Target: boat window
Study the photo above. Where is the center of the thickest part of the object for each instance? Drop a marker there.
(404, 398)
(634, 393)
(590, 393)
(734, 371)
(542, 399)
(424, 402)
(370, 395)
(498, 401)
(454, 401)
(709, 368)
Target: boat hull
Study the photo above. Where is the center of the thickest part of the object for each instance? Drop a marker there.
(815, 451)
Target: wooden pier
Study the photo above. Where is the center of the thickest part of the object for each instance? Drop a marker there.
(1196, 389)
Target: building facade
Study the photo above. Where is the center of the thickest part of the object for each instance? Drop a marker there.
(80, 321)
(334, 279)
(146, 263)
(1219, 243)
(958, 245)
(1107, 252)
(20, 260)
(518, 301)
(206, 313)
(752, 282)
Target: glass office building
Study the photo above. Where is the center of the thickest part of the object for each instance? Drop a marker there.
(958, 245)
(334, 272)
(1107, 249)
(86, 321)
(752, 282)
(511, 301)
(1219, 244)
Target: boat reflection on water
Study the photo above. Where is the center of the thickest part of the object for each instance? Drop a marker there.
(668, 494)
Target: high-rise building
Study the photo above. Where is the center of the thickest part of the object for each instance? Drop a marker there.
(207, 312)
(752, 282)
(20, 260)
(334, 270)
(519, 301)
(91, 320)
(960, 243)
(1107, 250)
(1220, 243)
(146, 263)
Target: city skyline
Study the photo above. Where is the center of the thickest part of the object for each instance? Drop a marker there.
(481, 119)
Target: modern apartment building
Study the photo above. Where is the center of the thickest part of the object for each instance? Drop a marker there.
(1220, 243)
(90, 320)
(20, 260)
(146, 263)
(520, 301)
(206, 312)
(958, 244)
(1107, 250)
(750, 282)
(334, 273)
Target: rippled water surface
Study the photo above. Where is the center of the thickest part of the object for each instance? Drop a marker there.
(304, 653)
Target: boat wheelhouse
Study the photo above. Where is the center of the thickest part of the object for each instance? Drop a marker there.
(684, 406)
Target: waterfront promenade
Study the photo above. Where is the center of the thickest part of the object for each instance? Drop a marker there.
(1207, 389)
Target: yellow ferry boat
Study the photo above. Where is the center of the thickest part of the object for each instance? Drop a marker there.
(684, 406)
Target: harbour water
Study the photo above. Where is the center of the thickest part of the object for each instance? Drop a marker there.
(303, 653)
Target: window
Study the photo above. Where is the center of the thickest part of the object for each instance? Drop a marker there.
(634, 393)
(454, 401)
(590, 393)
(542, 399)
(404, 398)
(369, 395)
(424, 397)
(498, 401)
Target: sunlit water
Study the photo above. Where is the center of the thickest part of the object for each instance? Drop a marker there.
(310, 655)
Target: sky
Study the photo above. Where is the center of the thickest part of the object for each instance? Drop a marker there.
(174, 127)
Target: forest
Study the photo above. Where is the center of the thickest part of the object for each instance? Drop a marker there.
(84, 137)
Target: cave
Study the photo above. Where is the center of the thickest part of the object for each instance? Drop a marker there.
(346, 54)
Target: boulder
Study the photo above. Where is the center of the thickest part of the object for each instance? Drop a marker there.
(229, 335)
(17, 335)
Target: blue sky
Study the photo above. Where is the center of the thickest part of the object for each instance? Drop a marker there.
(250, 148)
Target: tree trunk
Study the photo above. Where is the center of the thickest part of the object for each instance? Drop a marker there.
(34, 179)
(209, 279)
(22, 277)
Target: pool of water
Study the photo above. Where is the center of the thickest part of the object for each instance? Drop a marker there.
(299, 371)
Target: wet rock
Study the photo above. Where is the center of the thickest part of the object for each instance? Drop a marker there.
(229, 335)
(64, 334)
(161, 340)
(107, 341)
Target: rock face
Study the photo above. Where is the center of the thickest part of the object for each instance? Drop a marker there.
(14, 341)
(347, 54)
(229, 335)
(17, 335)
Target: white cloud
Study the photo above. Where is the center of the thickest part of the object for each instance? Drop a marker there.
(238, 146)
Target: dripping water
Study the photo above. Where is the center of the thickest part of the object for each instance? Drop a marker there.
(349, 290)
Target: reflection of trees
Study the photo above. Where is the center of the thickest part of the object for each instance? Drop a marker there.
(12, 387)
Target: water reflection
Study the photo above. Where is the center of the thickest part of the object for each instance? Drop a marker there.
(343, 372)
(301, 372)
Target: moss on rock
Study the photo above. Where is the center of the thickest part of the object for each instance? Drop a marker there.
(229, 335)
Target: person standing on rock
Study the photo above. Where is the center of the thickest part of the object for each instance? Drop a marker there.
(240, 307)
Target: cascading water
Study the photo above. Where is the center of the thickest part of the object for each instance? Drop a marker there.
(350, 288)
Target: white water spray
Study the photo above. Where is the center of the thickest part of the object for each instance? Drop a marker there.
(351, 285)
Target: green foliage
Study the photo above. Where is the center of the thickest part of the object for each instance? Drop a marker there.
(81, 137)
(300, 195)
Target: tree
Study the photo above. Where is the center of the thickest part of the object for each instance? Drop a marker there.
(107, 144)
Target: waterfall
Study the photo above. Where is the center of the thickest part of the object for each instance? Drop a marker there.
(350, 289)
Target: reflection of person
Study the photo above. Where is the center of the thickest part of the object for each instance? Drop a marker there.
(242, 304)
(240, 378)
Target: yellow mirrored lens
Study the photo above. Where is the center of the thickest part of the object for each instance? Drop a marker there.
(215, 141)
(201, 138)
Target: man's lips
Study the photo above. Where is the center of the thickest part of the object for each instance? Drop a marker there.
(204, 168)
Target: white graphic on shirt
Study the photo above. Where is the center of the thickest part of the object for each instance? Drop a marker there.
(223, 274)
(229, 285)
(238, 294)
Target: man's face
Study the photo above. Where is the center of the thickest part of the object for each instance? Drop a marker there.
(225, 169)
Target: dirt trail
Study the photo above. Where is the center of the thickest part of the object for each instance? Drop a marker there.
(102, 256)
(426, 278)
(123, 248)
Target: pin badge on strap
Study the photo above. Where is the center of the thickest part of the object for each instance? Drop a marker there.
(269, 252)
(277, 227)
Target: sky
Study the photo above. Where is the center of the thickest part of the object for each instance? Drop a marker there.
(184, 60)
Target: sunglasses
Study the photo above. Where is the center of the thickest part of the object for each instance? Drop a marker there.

***

> AIM
Write out the entries above word for word.

> REPLY TO THE TASK
Target: boat window
Study the photo above. Where is the center of the thickest part of the object for each instance? Drop a marker there.
(404, 398)
(634, 393)
(590, 393)
(734, 371)
(542, 399)
(424, 402)
(370, 395)
(498, 401)
(454, 401)
(709, 368)
Target: boat hull
Study the photo above. Where is the center of the thickest part of the object for each instance? Drop a marker there.
(815, 451)
Target: wooden pier
Study the photo above. Where is the center of the thickest part of the object for each instance? Drop a marker there.
(1196, 389)
Target: building facade
Study the photo above. Where is the center of the thickest part of the object for each instance? Drop a marker there.
(80, 321)
(334, 279)
(146, 263)
(1219, 243)
(958, 245)
(1107, 252)
(20, 260)
(518, 301)
(206, 313)
(752, 282)
Target: glass office building
Study the photo above. Where is the center of the thickest part of the object for each instance? Drop a marker there.
(958, 245)
(334, 272)
(1107, 249)
(86, 321)
(752, 282)
(511, 301)
(1219, 244)
Target: boat reflection on water
Study the photo above. Where is the center of the thickest part of the object for each instance? Drop a marker there.
(668, 494)
Target: high-rise building
Study the photo above. Where is the center of the thickest part of the object for each instance? Drop a marker there.
(207, 312)
(752, 282)
(20, 260)
(334, 270)
(519, 301)
(91, 320)
(960, 243)
(1107, 250)
(1220, 243)
(146, 263)
Target: city skyline
Study the photo above. Where is the center of the thickest part of the object for each instance? Drop a marker there.
(481, 119)
Target: modern apartment building
Study the photo above. Where is the center of the thickest part of the object for each instance? Drop a marker there.
(1220, 243)
(90, 320)
(20, 260)
(146, 263)
(520, 301)
(206, 312)
(958, 244)
(1107, 250)
(750, 282)
(334, 273)
Target: rippled water surface
Study the photo above. Where is the center of the thickest part of the object for each instance? Drop a marker there.
(304, 653)
Target: boat wheelhouse
Study the photo above. Where is the center of the thickest part of the object for each instance? Drop a marker there.
(684, 406)
Target: waterfront promenade
Study the photo above. Where is the center of the thickest part of the object for each instance? Drop a marker there.
(1207, 389)
Target: yellow ferry boat
Study the photo above. Where is the center of the thickest part of the object for each instance? Drop a marker there.
(684, 406)
Target: harbour water
Study the photo above. Where is the center of the thickest part of the object for each instance? Drop a marker there.
(303, 653)
Target: window
Study the photo above. Where is the center of the thickest part of the object for each instance? Drop a marker there.
(634, 393)
(454, 401)
(590, 393)
(542, 399)
(404, 398)
(369, 395)
(424, 397)
(498, 401)
Target: sunlit water
Study the photo above. Where is the center of the thickest part of the object for each instance? Drop a marker there.
(310, 655)
Target: sky
Study the photo above. Where is the center of the thickest part of the object for each instance? Drop a marker there.
(174, 127)
Target: forest
Study the photo above. Where is the center of the thickest part of the object for each instance? Drop a marker there.
(84, 137)
Target: cave
Study the photo above. Where is the center of the thickest part of the object for each instance? Drop a marker there.
(346, 54)
Target: boulder
Study the photo above. Where is the center of the thickest part of the object for each instance? Drop a marker there.
(229, 335)
(17, 335)
Target: blue sky
Study the photo above. Where is the center of the thickest part of the object for each instance? Drop a marker there.
(250, 148)
Target: tree trunk
Study the photo above. Where is the center of the thickest part of the object for each instance? Drop a marker there.
(34, 179)
(209, 279)
(22, 277)
Target: pool of water
Study the photo above. Where is the center of the thickest part of the object for each instance? Drop a marker there.
(299, 371)
Target: wet rock
Study the photo above. Where is the center of the thickest part of the object for each instance? Drop a marker there.
(229, 335)
(64, 334)
(161, 340)
(107, 341)
Target: rock face
Study the photo above. Where is the center of the thickest part of the object for each instance? Drop a marker there.
(14, 341)
(347, 54)
(229, 335)
(17, 335)
Target: white cloud
Study the photo above. Where is the center of the thickest part of the object for each instance? Drop a marker there.
(238, 146)
Target: dripping water
Study the photo above. Where is the center of the thickest part of the object for each instance? Drop a marker there.
(349, 290)
Target: reflection of trees
Study the photo above. Where is the center of the thickest part of the object for each instance? Drop a marker there.
(12, 387)
Target: water reflection
Study the photo above. Where is the center of the thickest part of the object for each instance? Drop a marker there.
(343, 372)
(301, 372)
Target: moss on rock
Study the photo above. Where is the center of the thickest part of the object for each instance? Drop a marker there.
(229, 335)
Target: person standing on rock
Study the photo above. Where is the center of the thickest part of the object for each instance? Drop a marker there.
(240, 307)
Target: cascading water
Study the photo above. Where is the center of the thickest part of the object for each instance? Drop a marker there.
(350, 288)
Target: white water spray
Study the photo above. Where is the center of the thickest part of the object for each instance? Drop a marker there.
(351, 285)
Target: green foliage
Study the photo above. Where is the center of the thickest part of the object for each instance? Drop a marker there.
(81, 137)
(300, 195)
Target: tree
Study the photo above. Where is the center of the thickest part of the object for each instance? Drop a marker there.
(107, 144)
Target: waterfall
Study the photo above. Where is the center of the thickest part of the object for each instance? Drop a marker there.
(350, 289)
Target: reflection of person
Study the photo above. Where is the center of the thickest part of the object for each instance? Drop a marker there.
(242, 304)
(240, 378)
Target: yellow mirrored lens
Study the photo above. Where is the center of the thickest part of the object for each instance? Drop a marker there.
(215, 141)
(201, 138)
Target: man's lips
Study the photo above. Where is the center of the thickest part of the object for each instance? Drop a marker there.
(204, 168)
Target: white graphic on shirt
Study the photo above. Where is the center of the thickest part of the object for each instance? Drop a marker there.
(223, 274)
(229, 285)
(238, 294)
Target: man's face
Study the photo above. Where is the center of the thickest part of the object for each instance? Drop a marker there.
(225, 169)
Target: dirt trail
Study the photo above. Where is the center of the thickest part of the object for each instance? Drop a marker there.
(102, 256)
(426, 278)
(123, 248)
Target: pin badge on strap
Study the photo above. Where is the center of the thickest part of the object for each instance? Drop a marker there.
(269, 252)
(277, 227)
Target: sky
Study the photo above. Where is the center of the thickest part of the object for each instance? Drop a marker there.
(184, 60)
Target: sunglasses
Study the photo above. Where is the center of the thickest part of the object for each instance? Drop a marker there.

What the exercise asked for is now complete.